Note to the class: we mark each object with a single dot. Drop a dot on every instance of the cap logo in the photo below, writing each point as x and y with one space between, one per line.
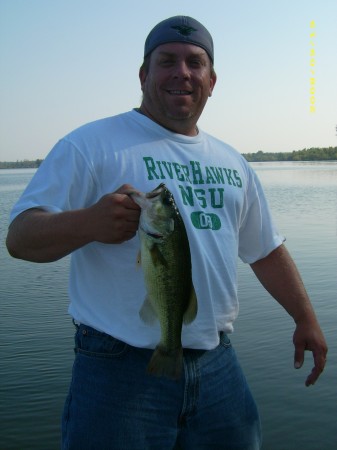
184 30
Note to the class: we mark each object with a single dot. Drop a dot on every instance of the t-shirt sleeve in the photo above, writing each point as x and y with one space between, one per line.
63 182
258 236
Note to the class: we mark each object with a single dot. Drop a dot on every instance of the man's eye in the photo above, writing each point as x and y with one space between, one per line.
166 62
196 62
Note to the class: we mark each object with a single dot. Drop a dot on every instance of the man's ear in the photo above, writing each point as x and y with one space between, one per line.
142 77
212 83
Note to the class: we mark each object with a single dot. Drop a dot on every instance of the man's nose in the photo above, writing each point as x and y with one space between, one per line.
182 70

> _Aim of the exercise_
Can you lay out every line of the items above as a Markdown table with the columns "Row" and "Line," numbering the rows and skipping blank lines? Leave the pictures out of it.

> _Response for this exercise_
| Row | Line |
|---|---|
| 1 | Note to the class: we mark each object with a single dot. Drop a dot on every instance of the cap logo in the photo below, writing each point as x and y with one space between, one per line. |
| 2 | 184 30 |
| 3 | Note to the class: we mark each object with a single dot. Drop a dot on every instance of the t-shirt sleeve in the photo above, writing each point as x and y with one space between, one per line. |
| 4 | 63 182 |
| 5 | 258 236 |
| 6 | Note to the class: we mark each object with a single dot. Drop a dot on every instance of the man's eye in the photo above, writing each point as x and y with one space between, one per line. |
| 7 | 166 62 |
| 8 | 196 62 |
| 9 | Note to the class: we mark each object with a single dot. Drop a dot on every instance of the man's ear in the photo above, writing each point as x and y with one space between, one per line. |
| 10 | 142 77 |
| 11 | 212 83 |
| 12 | Note to the class: we mark each object with a single dot. Drop a dot on every instance of the man's nose in the photo above, writing each point as x and y with one space between, one per line. |
| 13 | 182 70 |